EXCERPTED RECORDS Block Start
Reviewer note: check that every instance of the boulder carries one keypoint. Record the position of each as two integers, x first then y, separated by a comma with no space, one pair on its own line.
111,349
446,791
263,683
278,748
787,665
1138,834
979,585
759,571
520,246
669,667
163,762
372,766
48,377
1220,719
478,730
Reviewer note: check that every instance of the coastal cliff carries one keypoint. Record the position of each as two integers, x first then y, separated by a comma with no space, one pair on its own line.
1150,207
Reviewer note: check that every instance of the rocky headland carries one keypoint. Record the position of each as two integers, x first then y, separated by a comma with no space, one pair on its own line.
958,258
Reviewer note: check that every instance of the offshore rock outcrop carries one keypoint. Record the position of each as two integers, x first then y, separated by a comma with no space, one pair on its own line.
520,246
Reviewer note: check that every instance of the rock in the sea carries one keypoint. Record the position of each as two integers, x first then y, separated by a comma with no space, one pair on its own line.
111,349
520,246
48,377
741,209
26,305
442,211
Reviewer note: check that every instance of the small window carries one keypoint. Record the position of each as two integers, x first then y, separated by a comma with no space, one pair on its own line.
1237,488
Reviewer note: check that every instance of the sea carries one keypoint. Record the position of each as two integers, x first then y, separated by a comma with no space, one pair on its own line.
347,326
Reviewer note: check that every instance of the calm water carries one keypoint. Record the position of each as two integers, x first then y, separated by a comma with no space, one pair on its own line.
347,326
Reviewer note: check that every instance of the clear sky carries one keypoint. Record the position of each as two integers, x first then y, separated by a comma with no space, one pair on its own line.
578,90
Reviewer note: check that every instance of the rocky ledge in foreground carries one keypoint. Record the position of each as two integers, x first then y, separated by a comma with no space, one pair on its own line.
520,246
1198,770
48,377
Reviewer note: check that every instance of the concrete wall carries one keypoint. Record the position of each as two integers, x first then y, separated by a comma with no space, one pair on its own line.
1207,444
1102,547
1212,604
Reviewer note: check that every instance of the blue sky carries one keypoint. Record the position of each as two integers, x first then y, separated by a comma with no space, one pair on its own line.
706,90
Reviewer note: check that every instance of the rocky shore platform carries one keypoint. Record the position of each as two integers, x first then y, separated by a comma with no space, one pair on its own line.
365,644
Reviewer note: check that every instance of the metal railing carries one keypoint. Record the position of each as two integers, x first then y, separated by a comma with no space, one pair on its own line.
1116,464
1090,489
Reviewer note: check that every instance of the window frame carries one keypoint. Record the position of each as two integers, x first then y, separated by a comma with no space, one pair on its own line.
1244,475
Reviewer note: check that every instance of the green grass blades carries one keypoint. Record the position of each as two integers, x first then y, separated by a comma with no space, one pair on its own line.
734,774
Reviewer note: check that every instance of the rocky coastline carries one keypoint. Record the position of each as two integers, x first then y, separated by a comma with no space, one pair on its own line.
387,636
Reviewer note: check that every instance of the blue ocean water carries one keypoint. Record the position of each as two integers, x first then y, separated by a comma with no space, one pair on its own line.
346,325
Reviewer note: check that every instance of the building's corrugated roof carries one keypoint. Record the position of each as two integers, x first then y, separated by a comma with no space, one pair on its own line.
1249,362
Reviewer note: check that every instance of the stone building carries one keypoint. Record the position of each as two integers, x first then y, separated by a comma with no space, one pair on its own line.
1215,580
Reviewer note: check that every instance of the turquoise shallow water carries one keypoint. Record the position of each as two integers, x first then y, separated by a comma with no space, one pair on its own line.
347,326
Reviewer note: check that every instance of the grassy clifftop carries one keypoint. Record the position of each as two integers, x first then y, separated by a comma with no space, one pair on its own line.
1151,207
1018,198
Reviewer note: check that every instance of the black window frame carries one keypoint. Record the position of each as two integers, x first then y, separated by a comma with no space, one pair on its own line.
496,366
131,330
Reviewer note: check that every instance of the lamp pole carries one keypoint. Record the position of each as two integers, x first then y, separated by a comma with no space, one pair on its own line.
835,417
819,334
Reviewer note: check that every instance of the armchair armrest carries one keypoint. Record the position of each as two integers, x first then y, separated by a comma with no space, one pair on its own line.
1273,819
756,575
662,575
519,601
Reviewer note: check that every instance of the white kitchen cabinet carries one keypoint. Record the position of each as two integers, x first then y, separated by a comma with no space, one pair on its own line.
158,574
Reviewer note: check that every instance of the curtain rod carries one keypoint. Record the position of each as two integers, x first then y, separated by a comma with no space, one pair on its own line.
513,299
EXCERPTED RECORDS Block End
[DIRECTIONS]
Would you return the entries exactly as they stand?

[SOLUTION BELOW]
Reviewer note: check that every instance of the boulder carries one keypoint. Record the position of each as two integers, x first then y, separated by a comma with no space, one pair on its own line.
111,349
446,791
263,683
278,748
787,665
1138,834
979,585
759,571
520,246
669,667
163,762
372,766
48,377
1220,719
478,730
Reviewer note: check that every instance of the coastal cliff carries one keypoint. Record the position of each as two integers, x first then y, separated by a comma with no space, one pair on its own line.
1150,207
Reviewer note: check that every instance of the rocky headland carries one keypoint. Record the position of each as two integers, x first then y, separated by a comma with no space, one pair on its own line.
958,258
Reviewer note: check that every instance of the offshore rock outcrop carries one keypoint. Record the position of each as two integers, x first then y, separated by a comma with no space, one pair on its own line.
520,246
Reviewer note: check that every instance of the rock in the sea carries one keypoint. Record the position of each as two integers, x first then y, separated by a comma with no space, one pair on its own line.
111,349
520,246
48,377
741,209
26,305
442,211
Reviewer note: check that every instance of the small window carries one keypoint. Record the position of each as two integers, x first then y, separated by a comma with no space, one pair on its own line.
1237,488
Reviewer note: check that every instance of the sea carries one keypoint. Record the position of each as two integers, x first then y, separated by a comma with no space, one pair on its own line.
347,326
Reviewer note: check that every instance of the calm water carries one keypoint. Record the position of each as two integers, x first then y, separated by a comma with no space, one pair on its own line.
347,326
Reviewer note: check that every instance of the clear sky carries one keypoint. Record the position of each as two integers, x first then y, separated by a comma with no space, one pair on its own line.
578,90
Reviewer note: check that every instance of the rocky ledge in foreground carries one keypoint. Record the position of each as two integers, x first then y, separated by a comma with no space, one pair on its own line.
520,246
1198,770
48,377
Reviewer note: check that every instance of the concrete wall carries one keypoint. Record the position of each as two integers, x first then y, separated by a comma with no space, one pair on its own line.
1207,444
1102,547
1212,604
Reviewer note: check that every instance of the blue sky carries one keypoint. Record the position of each as two integers, x first then y, separated by a comma with no space, one pair on its own line.
706,90
Reviewer note: check that every instance of the rocky shore platform carries one keypoint. Record the position of each as two integers, x first then y, separated by a comma with no space, one pair on its own line.
365,644
Reviewer note: check that every instance of the metal railing carries one keypoint. Record the position of each as two integers, x first then y, separated by a comma with no space, one pair on its own line.
1116,464
1090,489
Reviewer note: check that every instance of the window frame carries one keypoint. Record the position of each as two integers, x first then y, separated by a comma with no space, one pair on its own line.
1244,475
Reviewer note: check that every instance of the green grass blades carries one keypoint. Record the position of each as two integers, x first then y, separated by a comma with no space, one pair on its own line.
734,774
Reviewer note: check that every instance of the rocky coastline carries one keypoint. Record the position of each as two integers, x first then y, separated by a comma with no space, one pair on its own line.
387,636
Reviewer note: check that every instance of the blue ocean water carries one keypoint. Record the position of each as two integers, x first then y, separated by a comma with no space, one pair on its own line.
346,325
Reviewer note: check that every instance of the building's corrugated roof carries one keypoint. Record the position of each as two integers, x first then y, separated by a comma with no space, one pair on its own line.
1249,362
Reviewer note: check that every instance of the stone building carries one keypoint. Record the position of each as two integers, x first then y, separated by a comma with no space, one pair on its own line.
1215,580
Reviewer note: check that every instance of the turquoise shallow water carries one keypoint. Record the position of each as two integers, x first then y, separated by a comma with no space, one pair on its own line.
347,326
Reviewer note: check that every instance of the grassy clifftop carries one keypoint. Record the position of each as two integers, x first then y, separated by a comma with no space, one pair on its own line.
1151,207
1018,198
Reviewer note: check that every instance of the black window frame carries one keypoint. Record the position of each as two integers, x first then y, separated by a comma with no space, one pair on its own line.
496,366
131,330
Reviewer note: check that every instance of the lamp pole carries one keypoint. Record the position of each as two integers, x first then y, separated by a comma with no space, one pair on its own line.
835,417
819,334
Reviewer note: check that every instance of the armchair armrest carries one keypoint. Record the position of each as two integers, x first then y, separated by a comma with no space, one pair on its own line.
1273,819
756,575
662,575
519,601
Reviewer note: check that every instance of the white kitchen cabinet carries one keypoint. Record the position of each as two integers, x first then y, separated by a comma with no space, one pair on its own line.
158,574
Reviewer note: check that every instance of the curtain rod carries one keypoint. Record the position of each as two integers, x first then y, separated by a comma with no space, one pair on its own line.
513,299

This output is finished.